_GIVEN EXERCISE:_ Rescale the data below, from the line containing "Given the photograph above, point out the green" up to and including the final line of the data. Reproduce every one of those lines, requests included, multiplying each point coordinate in the answers by 1.85 and rounding to whole numbers with halves rounded up, while leaving the requests and their format samples unchanged.

[Start]

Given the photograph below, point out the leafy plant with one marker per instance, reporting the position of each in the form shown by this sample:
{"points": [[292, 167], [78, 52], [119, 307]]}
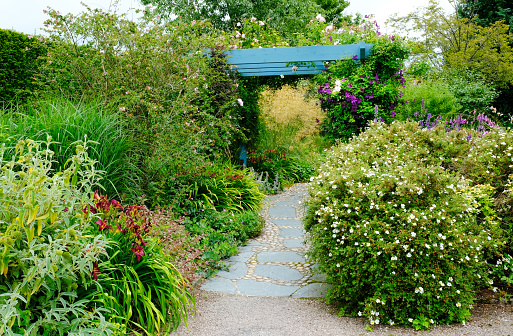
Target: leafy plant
{"points": [[67, 122], [352, 93], [222, 232], [136, 282], [403, 222], [46, 250]]}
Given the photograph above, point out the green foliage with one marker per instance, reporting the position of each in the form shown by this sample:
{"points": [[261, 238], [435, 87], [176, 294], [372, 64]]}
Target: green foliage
{"points": [[353, 93], [68, 122], [222, 232], [404, 220], [470, 89], [136, 283], [213, 185], [46, 249], [288, 169], [19, 55], [431, 95], [178, 104], [485, 12], [286, 17], [461, 43]]}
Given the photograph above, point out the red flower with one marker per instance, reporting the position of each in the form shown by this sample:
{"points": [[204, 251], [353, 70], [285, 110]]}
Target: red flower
{"points": [[96, 271], [102, 225]]}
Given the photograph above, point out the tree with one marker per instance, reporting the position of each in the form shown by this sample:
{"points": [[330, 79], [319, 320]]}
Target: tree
{"points": [[486, 12], [285, 16], [455, 42]]}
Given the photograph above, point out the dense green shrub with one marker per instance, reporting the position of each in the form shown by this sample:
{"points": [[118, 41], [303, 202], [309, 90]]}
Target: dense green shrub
{"points": [[19, 55], [353, 93], [470, 89], [404, 220], [430, 95], [46, 247], [288, 169], [67, 122], [179, 104], [135, 282], [222, 232], [217, 185]]}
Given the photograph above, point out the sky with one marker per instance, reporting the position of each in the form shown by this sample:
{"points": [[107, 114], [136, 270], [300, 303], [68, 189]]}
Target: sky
{"points": [[27, 16]]}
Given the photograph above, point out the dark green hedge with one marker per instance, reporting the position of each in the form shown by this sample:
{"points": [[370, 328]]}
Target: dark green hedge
{"points": [[18, 65]]}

[End]

_PROBLEM SOLUTION:_
Given the photograph above, point out the green foliage with one marker per instance, reporting the position of each in the form shown by this sample:
{"points": [[261, 238], [435, 87], [176, 294], [372, 64]]}
Target: green foliage
{"points": [[653, 172], [126, 226], [411, 429], [747, 407], [870, 165], [252, 524], [394, 342], [85, 461], [533, 313], [35, 102], [797, 176], [329, 192], [897, 22], [529, 31], [853, 80]]}
Given the photograph above, point out the red flower with one marker per instance, reporting the position of each in the form shown by this sample:
{"points": [[204, 251], [353, 70], [285, 110]]}
Target: red flower
{"points": [[178, 501], [189, 416]]}
Given the photograph above, point out the tree with one marker per instance, reporting the position of each in the form shown by this sample:
{"points": [[330, 79], [319, 320]]}
Target: tree
{"points": [[899, 22], [527, 30], [842, 78]]}
Given the photograph above, point out the dense green shrub with one marker per instance, reporting the position of each in the form shown by this sample:
{"points": [[118, 41], [303, 202], [309, 90]]}
Target: dense green shrub
{"points": [[35, 102], [653, 172], [870, 165], [747, 407], [796, 176], [85, 457], [533, 313], [124, 226], [331, 192], [250, 522], [411, 429], [401, 342]]}
Given the photograph above, point out the sky with one marker per instance, reporting the position of each in the form shown by this sample:
{"points": [[107, 114], [136, 270], [300, 303], [68, 189]]}
Target: sky
{"points": [[50, 30]]}
Given the photograph above, point out the dark green hedge with one marker per instance, reporting the position of each in the form shown by this sample:
{"points": [[370, 328]]}
Target: dark green hedge
{"points": [[33, 120]]}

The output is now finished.